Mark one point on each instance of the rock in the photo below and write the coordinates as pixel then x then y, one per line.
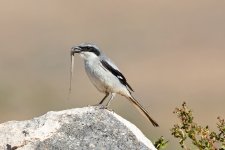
pixel 80 128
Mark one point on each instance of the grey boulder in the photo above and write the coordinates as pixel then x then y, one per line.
pixel 73 129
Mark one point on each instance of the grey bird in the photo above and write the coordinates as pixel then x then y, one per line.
pixel 106 76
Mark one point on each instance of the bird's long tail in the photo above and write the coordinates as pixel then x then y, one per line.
pixel 143 111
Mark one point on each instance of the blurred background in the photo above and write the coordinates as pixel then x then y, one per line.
pixel 169 51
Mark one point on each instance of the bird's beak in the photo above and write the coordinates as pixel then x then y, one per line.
pixel 75 49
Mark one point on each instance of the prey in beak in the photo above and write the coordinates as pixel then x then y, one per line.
pixel 75 49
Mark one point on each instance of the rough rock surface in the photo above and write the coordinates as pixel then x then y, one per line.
pixel 80 128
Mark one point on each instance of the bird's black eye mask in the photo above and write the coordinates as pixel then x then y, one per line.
pixel 90 49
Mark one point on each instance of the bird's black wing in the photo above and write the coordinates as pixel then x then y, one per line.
pixel 116 73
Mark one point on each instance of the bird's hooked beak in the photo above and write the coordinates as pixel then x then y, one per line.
pixel 75 49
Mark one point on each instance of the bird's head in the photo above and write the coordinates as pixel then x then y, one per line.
pixel 86 50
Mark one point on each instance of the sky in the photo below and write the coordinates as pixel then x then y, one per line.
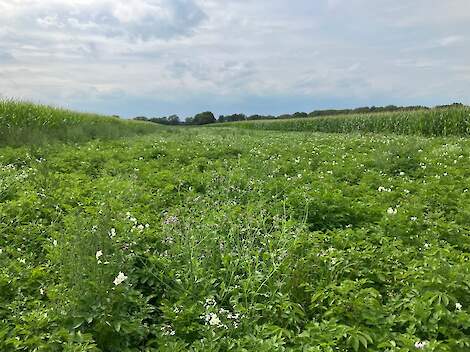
pixel 161 57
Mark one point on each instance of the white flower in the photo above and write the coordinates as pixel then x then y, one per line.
pixel 98 254
pixel 420 344
pixel 212 319
pixel 120 278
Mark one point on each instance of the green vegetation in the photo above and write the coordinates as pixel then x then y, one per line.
pixel 453 121
pixel 225 239
pixel 27 123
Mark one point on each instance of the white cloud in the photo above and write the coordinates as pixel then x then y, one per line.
pixel 451 40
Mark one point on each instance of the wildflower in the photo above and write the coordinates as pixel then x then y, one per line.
pixel 171 220
pixel 167 330
pixel 212 319
pixel 120 278
pixel 420 344
pixel 98 255
pixel 210 302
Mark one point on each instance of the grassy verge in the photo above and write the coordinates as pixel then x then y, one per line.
pixel 436 122
pixel 24 123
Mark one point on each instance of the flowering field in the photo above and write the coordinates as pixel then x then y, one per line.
pixel 224 239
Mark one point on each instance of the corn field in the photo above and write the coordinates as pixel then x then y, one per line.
pixel 26 123
pixel 436 122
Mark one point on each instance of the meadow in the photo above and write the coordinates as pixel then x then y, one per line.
pixel 235 239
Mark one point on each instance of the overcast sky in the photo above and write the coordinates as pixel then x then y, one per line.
pixel 159 57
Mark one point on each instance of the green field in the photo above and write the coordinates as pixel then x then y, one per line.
pixel 232 239
pixel 453 121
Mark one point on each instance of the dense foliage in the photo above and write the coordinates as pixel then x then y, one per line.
pixel 233 240
pixel 451 121
pixel 26 123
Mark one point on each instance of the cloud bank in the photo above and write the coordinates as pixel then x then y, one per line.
pixel 157 57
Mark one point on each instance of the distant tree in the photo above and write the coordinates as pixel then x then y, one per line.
pixel 232 118
pixel 300 115
pixel 204 118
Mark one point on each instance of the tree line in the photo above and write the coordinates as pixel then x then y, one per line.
pixel 208 117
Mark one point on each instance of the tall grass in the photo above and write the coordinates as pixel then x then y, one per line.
pixel 435 122
pixel 26 123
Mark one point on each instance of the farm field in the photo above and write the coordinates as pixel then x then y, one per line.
pixel 450 121
pixel 231 239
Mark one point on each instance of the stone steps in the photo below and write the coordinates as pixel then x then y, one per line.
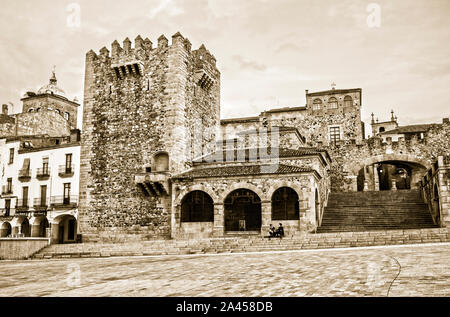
pixel 247 244
pixel 362 211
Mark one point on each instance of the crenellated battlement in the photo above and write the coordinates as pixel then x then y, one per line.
pixel 142 49
pixel 142 104
pixel 131 60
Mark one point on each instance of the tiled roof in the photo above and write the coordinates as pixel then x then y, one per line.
pixel 334 91
pixel 410 129
pixel 244 154
pixel 241 170
pixel 239 120
pixel 285 109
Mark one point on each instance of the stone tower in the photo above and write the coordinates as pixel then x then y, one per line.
pixel 141 107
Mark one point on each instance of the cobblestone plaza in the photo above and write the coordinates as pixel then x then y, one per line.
pixel 415 270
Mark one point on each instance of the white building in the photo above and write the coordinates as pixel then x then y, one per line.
pixel 40 178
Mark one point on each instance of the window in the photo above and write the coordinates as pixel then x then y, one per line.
pixel 25 196
pixel 348 101
pixel 332 103
pixel 317 104
pixel 66 197
pixel 285 204
pixel 11 155
pixel 45 166
pixel 197 206
pixel 43 195
pixel 335 134
pixel 69 163
pixel 9 185
pixel 7 207
pixel 161 162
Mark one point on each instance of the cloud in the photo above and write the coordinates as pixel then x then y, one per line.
pixel 250 65
pixel 168 6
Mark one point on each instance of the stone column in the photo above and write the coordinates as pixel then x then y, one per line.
pixel 219 221
pixel 266 216
pixel 376 179
pixel 394 185
pixel 35 230
pixel 54 233
pixel 15 230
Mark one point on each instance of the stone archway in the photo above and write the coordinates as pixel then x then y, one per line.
pixel 39 226
pixel 390 172
pixel 64 229
pixel 5 229
pixel 242 211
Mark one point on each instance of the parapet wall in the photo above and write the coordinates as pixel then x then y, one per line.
pixel 140 101
pixel 21 248
pixel 349 158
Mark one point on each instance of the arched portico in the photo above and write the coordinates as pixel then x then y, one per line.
pixel 5 229
pixel 242 211
pixel 39 226
pixel 390 172
pixel 64 229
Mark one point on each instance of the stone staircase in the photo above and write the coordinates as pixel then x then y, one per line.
pixel 246 244
pixel 381 210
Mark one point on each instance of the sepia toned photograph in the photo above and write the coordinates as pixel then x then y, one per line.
pixel 227 155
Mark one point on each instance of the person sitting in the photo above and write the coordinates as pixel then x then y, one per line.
pixel 272 231
pixel 280 231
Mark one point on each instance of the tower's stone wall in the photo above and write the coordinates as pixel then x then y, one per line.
pixel 140 102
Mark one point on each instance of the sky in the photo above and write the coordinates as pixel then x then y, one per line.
pixel 268 51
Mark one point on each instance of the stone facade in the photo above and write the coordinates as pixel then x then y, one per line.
pixel 141 102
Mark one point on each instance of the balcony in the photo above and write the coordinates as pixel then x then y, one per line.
pixel 43 173
pixel 155 184
pixel 66 171
pixel 24 175
pixel 7 190
pixel 40 204
pixel 7 212
pixel 22 206
pixel 64 201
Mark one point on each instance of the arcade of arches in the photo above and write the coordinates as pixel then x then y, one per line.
pixel 242 210
pixel 390 175
pixel 63 229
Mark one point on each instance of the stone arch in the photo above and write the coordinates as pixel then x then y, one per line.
pixel 244 185
pixel 64 228
pixel 285 204
pixel 348 101
pixel 39 226
pixel 242 211
pixel 389 157
pixel 195 187
pixel 197 206
pixel 23 224
pixel 278 185
pixel 5 229
pixel 161 162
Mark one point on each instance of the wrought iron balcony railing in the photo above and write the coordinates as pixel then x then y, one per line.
pixel 6 190
pixel 43 173
pixel 62 201
pixel 24 175
pixel 22 205
pixel 66 171
pixel 7 212
pixel 40 203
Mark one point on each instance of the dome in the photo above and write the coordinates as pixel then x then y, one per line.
pixel 52 88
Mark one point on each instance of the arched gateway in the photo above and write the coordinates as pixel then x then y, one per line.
pixel 242 211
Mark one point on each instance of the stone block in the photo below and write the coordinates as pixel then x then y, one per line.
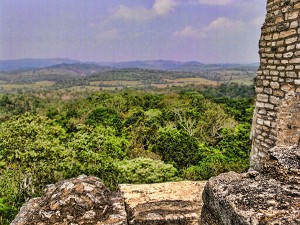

§ Set exercise: Recast all of the lines above as a Markdown table with a Row column for the row number and a Line column for the line itself, skipping any blank lines. Leave the pictures out of your answer.

§ Output below:
| Row | Line |
|---|---|
| 1 | Mark one point on each instance of the rock in the photo below and write the coordinates as pixel then x then y, one per line. |
| 2 | pixel 80 128 |
| 3 | Mark one point on each instance of the grey boulder in the photo above and write the coordinates as pixel then x then y, one per line. |
| 4 | pixel 73 129 |
| 5 | Mark one point on each instance of the grey bird in the photo above and write the coordinates as pixel then x then y, one per line. |
| 6 | pixel 106 76 |
| 7 | Mark one point on each instance of the bird's long tail in the photo above and write the coordinates as pixel then x then y, one per line. |
| 8 | pixel 143 111 |
| 9 | Mark one point on each instance of the blurred background in the photo above and write the coordinates as pixel then x then y, one per line. |
| 10 | pixel 169 51 |
| 11 | Mark one point on each instance of the bird's beak in the photo above and write the coordinates as pixel then x then y, one per line. |
| 12 | pixel 75 49 |
| 13 | Mark one point on each instance of the prey in beak in the photo above and write the coordinates as pixel then x then y, one per line. |
| 14 | pixel 75 49 |
| 15 | Mark one point on each instance of the rough rock surface in the photo above and write the coordinates as pixel then x then y, one per line. |
| 16 | pixel 80 128 |
| 17 | Mark one point on each instance of the bird's black eye mask in the photo above and write the coordinates as pixel then x then y, one per line. |
| 18 | pixel 90 49 |
| 19 | Mark one point on each instance of the bird's black wing in the photo above and write the coordinates as pixel then x then y, one per line. |
| 20 | pixel 116 73 |
| 21 | Mark one point on each instance of the bird's hooked beak in the photo above and write the coordinates as pixel then x then y, one per line. |
| 22 | pixel 75 49 |
| 23 | Mark one point on each instance of the bird's head in the photo above and write the coordinates as pixel then x then y, one per line. |
| 24 | pixel 86 50 |
| 25 | Mark one point on each instance of the sky in the photo below and write the coordinates as pixel then x then y, one per line. |
| 26 | pixel 161 57 |
| 27 | Mark one point on each instance of the white flower in the photo above and write the coordinates as pixel then x then y, one per line. |
| 28 | pixel 98 254 |
| 29 | pixel 420 344 |
| 30 | pixel 212 319 |
| 31 | pixel 120 278 |
| 32 | Mark one point on each instance of the green vegetation in the photo above and write the coordinates as pixel then x then y, one per line. |
| 33 | pixel 453 121 |
| 34 | pixel 225 239 |
| 35 | pixel 27 123 |
| 36 | Mark one point on each instance of the white cloud in the photo above and write the coordinates as pixel then x then y, one per line. |
| 37 | pixel 451 40 |
| 38 | Mark one point on each instance of the wildflower in the photo above and write the coordinates as pixel then x then y, one per line. |
| 39 | pixel 171 220 |
| 40 | pixel 167 330 |
| 41 | pixel 212 319 |
| 42 | pixel 120 278 |
| 43 | pixel 420 344 |
| 44 | pixel 98 255 |
| 45 | pixel 210 302 |
| 46 | Mark one point on each instance of the grassy verge in the photo above and write the coordinates as pixel then x then y, one per line. |
| 47 | pixel 436 122 |
| 48 | pixel 24 123 |
| 49 | Mark one point on each instance of the flowering field in the photo above and write the coordinates as pixel then x then y, one per line. |
| 50 | pixel 224 239 |
| 51 | Mark one point on each instance of the corn field in the photo above and write the coordinates as pixel then x then y, one per line. |
| 52 | pixel 26 123 |
| 53 | pixel 436 122 |
| 54 | Mark one point on each instance of the meadow in the photo above and write the coordinates as pixel then x then y, one per line. |
| 55 | pixel 235 239 |
| 56 | Mark one point on each instance of the overcast sky in the photo above and write the coordinates as pixel then x then y, one per line. |
| 57 | pixel 159 57 |
| 58 | Mark one point on each instance of the green field in the photo above and write the coordinates as pixel then x then y, one per line. |
| 59 | pixel 232 239 |
| 60 | pixel 453 121 |
| 61 | Mark one point on each instance of the dense foliage in the photo above and write the coordinates as pixel then x then y, one per line. |
| 62 | pixel 233 240 |
| 63 | pixel 451 121 |
| 64 | pixel 26 123 |
| 65 | Mark one point on each instance of the cloud bank in the photo above and write the coordinates as pixel then x then y, one per line. |
| 66 | pixel 157 57 |
| 67 | Mark one point on each instance of the distant tree in the photo above and write the coordinates as pixel then x then y, one per line. |
| 68 | pixel 232 118 |
| 69 | pixel 300 115 |
| 70 | pixel 204 118 |
| 71 | Mark one point on each instance of the tree line in the photo above and write the coordinates as pixel then x then y, one per line. |
| 72 | pixel 208 117 |
| 73 | Mark one point on each instance of the tall grass in the photo above and write the coordinates as pixel then x then y, one per line. |
| 74 | pixel 435 122 |
| 75 | pixel 26 123 |
| 76 | Mark one point on each instance of the farm field in the photo above and write the coordinates as pixel then x then y, one per line. |
| 77 | pixel 450 121 |
| 78 | pixel 231 239 |
| 79 | Mark one point on each instance of the stone steps in the photo below and write the coordinates as pixel then x then y, one per line. |
| 80 | pixel 247 244 |
| 81 | pixel 362 211 |
| 82 | Mark one point on each instance of the crenellated battlement in the photo above and write the coordinates as pixel then x then y, one per line. |
| 83 | pixel 142 49 |
| 84 | pixel 142 104 |
| 85 | pixel 131 60 |
| 86 | Mark one point on each instance of the tiled roof in the photo above and write the coordinates as pixel then x then y, one per line. |
| 87 | pixel 334 91 |
| 88 | pixel 410 129 |
| 89 | pixel 244 154 |
| 90 | pixel 241 170 |
| 91 | pixel 239 120 |
| 92 | pixel 285 109 |
| 93 | Mark one point on each instance of the stone tower in the photo above and write the coordinates as pixel then x then y, one per line. |
| 94 | pixel 141 107 |
| 95 | Mark one point on each instance of the cobblestone plaza in the photo above and write the coordinates as pixel then x then y, one per line. |
| 96 | pixel 415 270 |
| 97 | Mark one point on each instance of the white building in the photo above and write the coordinates as pixel then x then y, one per line. |
| 98 | pixel 40 178 |
| 99 | Mark one point on each instance of the window in the photo above and write the coordinates as pixel then x then y, one per line. |
| 100 | pixel 25 196 |
| 101 | pixel 348 101 |
| 102 | pixel 332 103 |
| 103 | pixel 317 104 |
| 104 | pixel 66 197 |
| 105 | pixel 285 204 |
| 106 | pixel 11 155 |
| 107 | pixel 45 166 |
| 108 | pixel 197 206 |
| 109 | pixel 43 195 |
| 110 | pixel 335 134 |
| 111 | pixel 69 163 |
| 112 | pixel 9 185 |
| 113 | pixel 7 207 |
| 114 | pixel 161 162 |
| 115 | Mark one point on each instance of the cloud in the photo above and write the coordinates as pixel then x then y, one per line. |
| 116 | pixel 250 65 |
| 117 | pixel 168 6 |
| 118 | Mark one point on each instance of the stone column in the photo above and write the coordinates as pixel then x then y, one per line. |
| 119 | pixel 219 221 |
| 120 | pixel 266 216 |
| 121 | pixel 376 179 |
| 122 | pixel 394 185 |
| 123 | pixel 35 230 |
| 124 | pixel 54 233 |
| 125 | pixel 15 230 |
| 126 | Mark one point on each instance of the stone archway in the photo above and write the coordinates as pixel then x then y, one per line. |
| 127 | pixel 39 226 |
| 128 | pixel 390 172 |
| 129 | pixel 64 229 |
| 130 | pixel 5 229 |
| 131 | pixel 242 211 |
| 132 | Mark one point on each instance of the parapet wall in the photo above and write the coordinates as pixel then x then y, one per line. |
| 133 | pixel 140 101 |
| 134 | pixel 21 248 |
| 135 | pixel 349 158 |
| 136 | Mark one point on each instance of the arched portico in the photo above and write the coordinates as pixel then x then y, one per line. |
| 137 | pixel 5 229 |
| 138 | pixel 242 211 |
| 139 | pixel 39 226 |
| 140 | pixel 390 172 |
| 141 | pixel 64 229 |
| 142 | Mark one point on each instance of the stone staircase in the photo above and write the coordinates as pixel then x then y, one per line. |
| 143 | pixel 246 244 |
| 144 | pixel 381 210 |
| 145 | Mark one point on each instance of the sepia toned photograph in the photo above and write the coordinates as pixel then x then y, one per line. |
| 146 | pixel 227 155 |
| 147 | Mark one point on each instance of the person sitting in the photo above and write the coordinates as pixel then x then y, one per line. |
| 148 | pixel 272 231 |
| 149 | pixel 280 231 |
| 150 | Mark one point on each instance of the tower's stone wall in the photo above and write the coordinates as pixel then x then y, one per line. |
| 151 | pixel 140 102 |
| 152 | Mark one point on each instance of the sky in the photo above and write the coordinates as pixel then x then y, one per line. |
| 153 | pixel 268 51 |
| 154 | Mark one point on each instance of the stone facade in the photo above and write the coordinates as pixel then x then y, one per line. |
| 155 | pixel 141 102 |
| 156 | Mark one point on each instance of the balcony in the photo above and write the coordinates as pixel then x then y, one per line. |
| 157 | pixel 43 173 |
| 158 | pixel 155 184 |
| 159 | pixel 66 171 |
| 160 | pixel 24 175 |
| 161 | pixel 7 190 |
| 162 | pixel 40 204 |
| 163 | pixel 7 212 |
| 164 | pixel 22 206 |
| 165 | pixel 64 201 |
| 166 | Mark one point on each instance of the arcade of arches in the photo above and write the coordinates as pixel then x then y, one per line. |
| 167 | pixel 242 210 |
| 168 | pixel 390 175 |
| 169 | pixel 63 229 |
| 170 | Mark one point on each instance of the stone arch in the photo above and write the coordinates as pixel then x then y, one per line. |
| 171 | pixel 244 185 |
| 172 | pixel 64 228 |
| 173 | pixel 285 204 |
| 174 | pixel 348 101 |
| 175 | pixel 39 226 |
| 176 | pixel 242 211 |
| 177 | pixel 389 157 |
| 178 | pixel 195 187 |
| 179 | pixel 197 206 |
| 180 | pixel 23 224 |
| 181 | pixel 278 185 |
| 182 | pixel 5 229 |
| 183 | pixel 161 162 |
| 184 | Mark one point on each instance of the wrought iron balcony railing in the photo above and write the coordinates as pixel then x then y, one per line. |
| 185 | pixel 6 190 |
| 186 | pixel 43 173 |
| 187 | pixel 62 201 |
| 188 | pixel 24 175 |
| 189 | pixel 22 205 |
| 190 | pixel 66 171 |
| 191 | pixel 7 212 |
| 192 | pixel 40 203 |
| 193 | Mark one point on each instance of the dome in the photo above and write the coordinates as pixel then x then y, one per line. |
| 194 | pixel 52 88 |
| 195 | Mark one point on each instance of the arched gateway in the photo above and write the coordinates as pixel then x then y, one per line. |
| 196 | pixel 242 211 |
| 197 | Mark one point on each instance of the stone block in the photo below and write the coordinates as pixel then x then y, one per line. |